▶ _Source text_
-=-=-
Skip to content

Sampling Stats

Warning

This library is under development, none of the presented solutions are available for download.

This module allows calculating parameters for simple and stratified sampling based on the volumes of the sampling units.


Class Parameters

SamplingStats(volume_df)
Parameters Description
volume_df The dataframe containing volume data for each sampling unit.

Class Functions

functions e parameters
  SamplingStats.simple(total_area, plot_id, plot_area,
                       volume, error_lim=10, conf=95)#(1)!
  SamplingStats.stratified(total_area, stratum_id, stratum_area,
                           plot_id, plot_area, volume, error_lim=10, conf=95)#(2)!
  SamplingStats.stratified_anova()

  1. total_area = Name of the column containing the total area value in square meters of the assessed forest stand.
    plot_id = Name of the column containing the unique identifier of the plot/sample unit.
    plot_area = Name of the column containing the area in square meters of the plot/sample unit.
    volume = Name of the column containing the volume values in cubic meters for each plot/sample unit.
    error_lim = (Optional) Numeric value or name of the column containing the acceptable error limit as a percentage.
    conf = (Optional) Numeric value or name of the column representing the confidence level (e.g., 95%) to be used in statistical calculations.

  2. total_area = Name of the column containing the total area value in square meters of the assessed forest stand.
    stratum_id = Name of the column containing the unique identifier of the stratum.
    plot_id = Name of the column containing the unique identifier of the plot/sample unit.
    plot_area = Name of the column containing the area in square meters of the plot/sample unit.
    volume = Name of the column containing the volume values in cubic meters for each plot/sample unit.
    error_lim = (Optional) Numeric value or name of the column containing the acceptable error limit as a percentage.
    conf = (Optional) Numeric value or name of the column representing the confidence level (e.g., 95%) to be used in statistical calculations.

Parameters Description
.simple() Returns a DataFrame containing statistical parameters and sample sufficiency for simple random sampling.
.stratified() Returns a DataFrame containing statistical parameters and sample sufficiency for stratified sampling.
.stratified_anova() Returns a DataFrame containing analysis of variance (ANOVA) for the stratification performed using the .stratified() method.

Simple Sampling

Usage Example

Consider the adaptation of the example used by Sanquetta et al. (2014) to illustrate the calculation of statistics for the simple random sampling process.

Fazenda Parcela area_total (m²) area_parcela (m²) Volume (m³) limite_erro(%) nivel_confianca(%)
-=-=-
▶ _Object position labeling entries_
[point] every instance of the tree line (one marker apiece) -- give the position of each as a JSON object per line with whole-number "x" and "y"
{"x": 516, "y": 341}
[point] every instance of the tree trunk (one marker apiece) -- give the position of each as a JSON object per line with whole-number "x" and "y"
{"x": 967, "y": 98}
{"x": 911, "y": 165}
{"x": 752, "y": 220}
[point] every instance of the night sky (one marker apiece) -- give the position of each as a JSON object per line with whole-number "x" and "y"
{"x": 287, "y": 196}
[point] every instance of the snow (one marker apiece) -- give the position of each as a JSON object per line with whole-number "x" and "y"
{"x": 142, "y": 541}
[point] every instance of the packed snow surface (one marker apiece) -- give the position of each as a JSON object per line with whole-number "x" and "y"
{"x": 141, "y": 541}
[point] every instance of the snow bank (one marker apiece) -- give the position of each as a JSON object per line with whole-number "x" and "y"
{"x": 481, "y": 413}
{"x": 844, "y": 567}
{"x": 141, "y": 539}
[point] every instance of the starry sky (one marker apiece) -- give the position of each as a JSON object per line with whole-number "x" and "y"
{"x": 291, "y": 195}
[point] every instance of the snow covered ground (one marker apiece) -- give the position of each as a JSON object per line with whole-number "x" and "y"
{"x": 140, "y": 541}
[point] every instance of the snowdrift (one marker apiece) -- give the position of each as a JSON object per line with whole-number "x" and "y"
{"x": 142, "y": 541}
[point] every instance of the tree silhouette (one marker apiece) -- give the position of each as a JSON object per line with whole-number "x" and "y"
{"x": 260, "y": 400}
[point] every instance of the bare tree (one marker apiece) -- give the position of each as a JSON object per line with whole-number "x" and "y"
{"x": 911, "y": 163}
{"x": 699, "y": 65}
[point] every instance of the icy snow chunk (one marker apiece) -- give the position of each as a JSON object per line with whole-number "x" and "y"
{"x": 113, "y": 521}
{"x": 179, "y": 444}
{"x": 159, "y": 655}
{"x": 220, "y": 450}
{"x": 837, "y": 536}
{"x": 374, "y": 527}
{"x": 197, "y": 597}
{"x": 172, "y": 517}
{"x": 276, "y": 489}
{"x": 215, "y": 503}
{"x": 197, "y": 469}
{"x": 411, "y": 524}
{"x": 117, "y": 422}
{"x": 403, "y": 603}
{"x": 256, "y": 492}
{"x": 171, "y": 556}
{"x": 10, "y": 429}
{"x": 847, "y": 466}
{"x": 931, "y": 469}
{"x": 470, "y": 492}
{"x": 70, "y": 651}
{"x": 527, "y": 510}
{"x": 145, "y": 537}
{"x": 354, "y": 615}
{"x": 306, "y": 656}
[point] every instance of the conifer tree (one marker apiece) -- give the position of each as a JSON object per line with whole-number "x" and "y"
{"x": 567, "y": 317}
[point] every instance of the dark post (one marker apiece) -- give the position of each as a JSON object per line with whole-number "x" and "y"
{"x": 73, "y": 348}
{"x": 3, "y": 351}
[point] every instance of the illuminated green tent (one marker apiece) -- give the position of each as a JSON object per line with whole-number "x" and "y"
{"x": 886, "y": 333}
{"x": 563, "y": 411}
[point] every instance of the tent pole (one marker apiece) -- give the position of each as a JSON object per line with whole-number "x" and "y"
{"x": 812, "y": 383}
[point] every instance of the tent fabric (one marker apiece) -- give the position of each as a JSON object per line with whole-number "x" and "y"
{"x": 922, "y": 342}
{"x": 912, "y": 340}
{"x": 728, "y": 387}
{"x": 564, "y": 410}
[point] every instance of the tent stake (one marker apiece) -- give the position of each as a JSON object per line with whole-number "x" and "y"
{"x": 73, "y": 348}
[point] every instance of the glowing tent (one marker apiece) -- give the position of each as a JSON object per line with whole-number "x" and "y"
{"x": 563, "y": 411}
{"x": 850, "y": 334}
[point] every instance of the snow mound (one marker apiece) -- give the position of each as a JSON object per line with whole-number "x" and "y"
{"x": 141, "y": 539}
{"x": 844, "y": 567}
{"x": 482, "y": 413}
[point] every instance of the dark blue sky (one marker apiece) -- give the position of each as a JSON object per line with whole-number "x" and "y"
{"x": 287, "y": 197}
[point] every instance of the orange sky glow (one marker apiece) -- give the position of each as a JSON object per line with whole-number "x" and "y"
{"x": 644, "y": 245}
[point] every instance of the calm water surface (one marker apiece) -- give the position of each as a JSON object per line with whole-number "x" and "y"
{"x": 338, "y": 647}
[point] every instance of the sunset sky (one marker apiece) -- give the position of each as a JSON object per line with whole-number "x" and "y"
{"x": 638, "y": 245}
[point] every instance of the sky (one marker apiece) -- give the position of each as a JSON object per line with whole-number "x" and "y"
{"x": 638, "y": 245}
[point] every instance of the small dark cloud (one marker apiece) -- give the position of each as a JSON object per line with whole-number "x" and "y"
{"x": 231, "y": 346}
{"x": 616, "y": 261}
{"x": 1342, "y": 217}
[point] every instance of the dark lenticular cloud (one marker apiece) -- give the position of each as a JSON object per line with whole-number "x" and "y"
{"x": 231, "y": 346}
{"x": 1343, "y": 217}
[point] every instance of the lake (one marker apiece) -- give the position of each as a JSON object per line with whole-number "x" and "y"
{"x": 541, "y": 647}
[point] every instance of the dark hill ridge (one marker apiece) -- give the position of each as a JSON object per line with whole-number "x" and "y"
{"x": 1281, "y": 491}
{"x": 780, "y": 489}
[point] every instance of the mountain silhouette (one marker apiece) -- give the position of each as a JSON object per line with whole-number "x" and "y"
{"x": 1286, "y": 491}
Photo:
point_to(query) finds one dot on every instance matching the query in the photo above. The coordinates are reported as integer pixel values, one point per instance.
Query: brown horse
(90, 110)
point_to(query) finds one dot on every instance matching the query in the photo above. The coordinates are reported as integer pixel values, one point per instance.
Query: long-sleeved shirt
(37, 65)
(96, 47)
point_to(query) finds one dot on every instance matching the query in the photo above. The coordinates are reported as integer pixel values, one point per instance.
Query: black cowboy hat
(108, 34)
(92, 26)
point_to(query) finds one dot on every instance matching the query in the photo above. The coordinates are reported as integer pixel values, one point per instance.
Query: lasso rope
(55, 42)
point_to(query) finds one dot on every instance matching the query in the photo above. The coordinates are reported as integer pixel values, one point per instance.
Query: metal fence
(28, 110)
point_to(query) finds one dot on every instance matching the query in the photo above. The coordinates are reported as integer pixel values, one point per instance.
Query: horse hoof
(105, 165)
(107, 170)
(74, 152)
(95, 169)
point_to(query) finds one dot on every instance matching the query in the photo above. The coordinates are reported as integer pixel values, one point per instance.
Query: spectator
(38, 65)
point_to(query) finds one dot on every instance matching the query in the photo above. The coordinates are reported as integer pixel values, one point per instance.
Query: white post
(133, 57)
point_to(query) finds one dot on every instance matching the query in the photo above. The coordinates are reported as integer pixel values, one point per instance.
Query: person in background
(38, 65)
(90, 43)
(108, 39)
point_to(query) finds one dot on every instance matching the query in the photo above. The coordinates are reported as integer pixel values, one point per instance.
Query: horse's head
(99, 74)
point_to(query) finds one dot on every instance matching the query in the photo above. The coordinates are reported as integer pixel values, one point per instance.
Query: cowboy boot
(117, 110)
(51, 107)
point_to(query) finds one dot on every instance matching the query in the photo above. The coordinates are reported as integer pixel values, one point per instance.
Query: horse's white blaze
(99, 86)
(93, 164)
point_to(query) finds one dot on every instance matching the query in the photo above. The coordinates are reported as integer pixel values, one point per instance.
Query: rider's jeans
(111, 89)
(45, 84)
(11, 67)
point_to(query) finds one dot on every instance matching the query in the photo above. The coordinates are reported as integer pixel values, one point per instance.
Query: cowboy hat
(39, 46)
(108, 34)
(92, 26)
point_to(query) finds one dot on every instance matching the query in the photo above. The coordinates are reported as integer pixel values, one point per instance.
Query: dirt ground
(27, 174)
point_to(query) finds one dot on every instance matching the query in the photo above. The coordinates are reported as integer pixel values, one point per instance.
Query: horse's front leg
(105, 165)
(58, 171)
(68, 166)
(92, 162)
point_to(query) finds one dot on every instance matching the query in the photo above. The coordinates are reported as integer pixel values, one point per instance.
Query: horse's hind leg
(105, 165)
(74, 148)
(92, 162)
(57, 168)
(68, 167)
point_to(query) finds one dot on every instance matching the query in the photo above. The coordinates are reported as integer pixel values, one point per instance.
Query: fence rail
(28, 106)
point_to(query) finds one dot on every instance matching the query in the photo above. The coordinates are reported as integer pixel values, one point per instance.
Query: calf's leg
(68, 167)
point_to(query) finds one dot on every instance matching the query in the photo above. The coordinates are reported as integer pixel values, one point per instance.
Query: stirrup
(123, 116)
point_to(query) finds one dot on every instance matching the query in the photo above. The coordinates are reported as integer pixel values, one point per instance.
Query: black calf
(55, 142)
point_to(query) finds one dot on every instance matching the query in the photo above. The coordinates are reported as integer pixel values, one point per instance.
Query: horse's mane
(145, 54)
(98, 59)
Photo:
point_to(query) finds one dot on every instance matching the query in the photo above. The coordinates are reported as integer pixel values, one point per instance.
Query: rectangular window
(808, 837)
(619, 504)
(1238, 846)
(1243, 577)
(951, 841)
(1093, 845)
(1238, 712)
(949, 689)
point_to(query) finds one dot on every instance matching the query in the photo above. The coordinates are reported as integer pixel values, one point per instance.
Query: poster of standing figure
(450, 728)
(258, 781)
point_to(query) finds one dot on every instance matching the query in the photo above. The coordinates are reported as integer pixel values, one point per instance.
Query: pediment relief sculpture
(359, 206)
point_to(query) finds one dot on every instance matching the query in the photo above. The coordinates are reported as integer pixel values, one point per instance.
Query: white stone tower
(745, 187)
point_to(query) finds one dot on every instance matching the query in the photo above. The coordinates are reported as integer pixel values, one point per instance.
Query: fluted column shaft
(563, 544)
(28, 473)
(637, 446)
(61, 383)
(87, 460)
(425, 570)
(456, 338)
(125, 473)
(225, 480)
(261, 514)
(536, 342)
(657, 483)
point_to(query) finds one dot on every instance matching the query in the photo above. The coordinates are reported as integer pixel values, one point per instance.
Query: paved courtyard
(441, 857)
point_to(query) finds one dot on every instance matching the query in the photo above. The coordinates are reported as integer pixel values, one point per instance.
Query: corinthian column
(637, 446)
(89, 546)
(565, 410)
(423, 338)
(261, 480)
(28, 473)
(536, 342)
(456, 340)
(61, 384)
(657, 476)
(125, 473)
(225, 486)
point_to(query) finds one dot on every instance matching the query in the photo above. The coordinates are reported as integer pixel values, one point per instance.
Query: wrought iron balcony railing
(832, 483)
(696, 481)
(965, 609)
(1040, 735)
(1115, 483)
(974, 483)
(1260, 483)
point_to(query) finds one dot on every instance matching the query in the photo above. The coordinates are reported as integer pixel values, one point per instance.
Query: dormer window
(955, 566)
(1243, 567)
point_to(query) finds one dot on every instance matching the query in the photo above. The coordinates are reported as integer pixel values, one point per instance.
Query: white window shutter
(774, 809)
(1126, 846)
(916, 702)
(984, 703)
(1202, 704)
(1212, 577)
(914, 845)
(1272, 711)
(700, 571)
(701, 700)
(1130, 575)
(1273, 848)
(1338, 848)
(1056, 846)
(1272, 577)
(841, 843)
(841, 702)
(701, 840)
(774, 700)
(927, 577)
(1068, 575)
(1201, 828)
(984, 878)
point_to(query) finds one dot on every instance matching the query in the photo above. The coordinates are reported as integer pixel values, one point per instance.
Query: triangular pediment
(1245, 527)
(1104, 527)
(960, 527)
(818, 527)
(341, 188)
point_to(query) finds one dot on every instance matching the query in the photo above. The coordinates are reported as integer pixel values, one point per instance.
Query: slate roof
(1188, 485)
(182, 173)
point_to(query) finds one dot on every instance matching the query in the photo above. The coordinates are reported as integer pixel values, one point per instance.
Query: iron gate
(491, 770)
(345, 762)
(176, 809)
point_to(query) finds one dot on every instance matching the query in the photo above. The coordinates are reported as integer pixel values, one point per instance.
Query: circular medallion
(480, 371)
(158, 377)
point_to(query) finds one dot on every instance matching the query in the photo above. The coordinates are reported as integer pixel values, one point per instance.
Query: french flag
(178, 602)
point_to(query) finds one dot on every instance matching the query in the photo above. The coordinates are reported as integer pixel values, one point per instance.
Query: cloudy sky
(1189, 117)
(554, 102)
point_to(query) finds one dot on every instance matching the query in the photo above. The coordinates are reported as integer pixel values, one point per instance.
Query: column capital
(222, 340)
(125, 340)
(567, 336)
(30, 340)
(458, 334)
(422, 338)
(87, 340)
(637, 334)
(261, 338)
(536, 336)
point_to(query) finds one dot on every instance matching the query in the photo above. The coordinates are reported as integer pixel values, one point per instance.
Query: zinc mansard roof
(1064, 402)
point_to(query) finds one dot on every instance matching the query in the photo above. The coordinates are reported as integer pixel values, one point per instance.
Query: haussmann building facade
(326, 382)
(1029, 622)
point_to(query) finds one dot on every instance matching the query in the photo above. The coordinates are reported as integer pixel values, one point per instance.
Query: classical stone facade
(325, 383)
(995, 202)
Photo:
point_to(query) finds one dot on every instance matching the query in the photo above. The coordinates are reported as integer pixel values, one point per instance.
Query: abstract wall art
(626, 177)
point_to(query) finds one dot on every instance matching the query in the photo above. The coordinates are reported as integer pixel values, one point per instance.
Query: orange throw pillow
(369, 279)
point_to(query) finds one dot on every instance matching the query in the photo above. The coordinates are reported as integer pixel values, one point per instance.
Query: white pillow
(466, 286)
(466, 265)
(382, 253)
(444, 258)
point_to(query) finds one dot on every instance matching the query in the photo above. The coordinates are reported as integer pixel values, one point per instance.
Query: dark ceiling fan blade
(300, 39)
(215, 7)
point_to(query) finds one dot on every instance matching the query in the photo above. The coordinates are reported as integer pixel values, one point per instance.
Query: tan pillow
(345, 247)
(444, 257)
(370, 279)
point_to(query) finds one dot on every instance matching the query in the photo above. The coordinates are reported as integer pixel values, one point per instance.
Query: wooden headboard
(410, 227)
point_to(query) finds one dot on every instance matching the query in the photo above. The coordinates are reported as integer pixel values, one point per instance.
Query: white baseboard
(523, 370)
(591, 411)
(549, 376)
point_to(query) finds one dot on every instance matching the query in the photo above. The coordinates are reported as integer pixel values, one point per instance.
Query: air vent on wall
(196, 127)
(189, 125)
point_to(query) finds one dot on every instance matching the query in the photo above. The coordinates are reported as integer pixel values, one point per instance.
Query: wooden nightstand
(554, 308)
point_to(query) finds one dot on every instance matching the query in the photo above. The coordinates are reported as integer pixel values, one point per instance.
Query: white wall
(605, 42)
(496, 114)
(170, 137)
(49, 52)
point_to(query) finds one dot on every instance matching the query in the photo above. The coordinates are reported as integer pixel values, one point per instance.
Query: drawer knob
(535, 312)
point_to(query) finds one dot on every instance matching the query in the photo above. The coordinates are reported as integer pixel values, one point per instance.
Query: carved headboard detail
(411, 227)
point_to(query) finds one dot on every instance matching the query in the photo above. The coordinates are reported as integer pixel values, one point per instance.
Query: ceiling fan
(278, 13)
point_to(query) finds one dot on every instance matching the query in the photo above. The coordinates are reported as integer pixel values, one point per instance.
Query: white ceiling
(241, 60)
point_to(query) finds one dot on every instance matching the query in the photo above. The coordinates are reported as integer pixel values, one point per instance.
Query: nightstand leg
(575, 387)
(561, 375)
-=-=-
▶ _Exercise_
Carry on writing the sampling statistics documentation, picking up after its final line. The items have no connection to the sampling statistics documentation.

▶ _Written response_
Fazenda 1 1 400000 600 20,85 10 95
Fazenda 1 2 400000 600 19,47 10 95
Fazenda 1 3 400000 600 24,13 10 95
Fazenda 1 4 400000 600 24,34 10 95
Fazenda 1 5 400000 600 25,13 10 95
Fazenda 1 6 400000 600 22,37 10 95
Fazenda 1 7 400000 600 22,51 10 95
Fazenda 1 8 400000 600 19,78 10 95
Fazenda 1 9 400000 600 25,05 10 95
Fazenda 1 10 400000 600 28,84 10 95
Fazenda 1 11 400000 600 23,70 10 95
Fazenda 1 12 400000 600 24,78 10 95
Fazenda 1 13 400000 600 22,58 10 95
Fazenda 1 14 400000 600 23,70 10 95
Fazenda 1 15 400000 600 36,16 10 95
Fazenda 1 16 400000 600 17,83 10 95

Download example file.

sampling_stats_simple_example.py
1
2
3
from fptools.sampling_stats import SamplingStats#(1)!

import pandas as pd#(2)!

  1. Import the SamplingStats class.
  2. Import pandas for data manipulation.

sampling_stats_simple_example.py
df = pd.read_excel(r'sua_pasta/volume_parcelas_simples_pt.xlsx')#(1)!

ss = SamplingStats(df)#(2)!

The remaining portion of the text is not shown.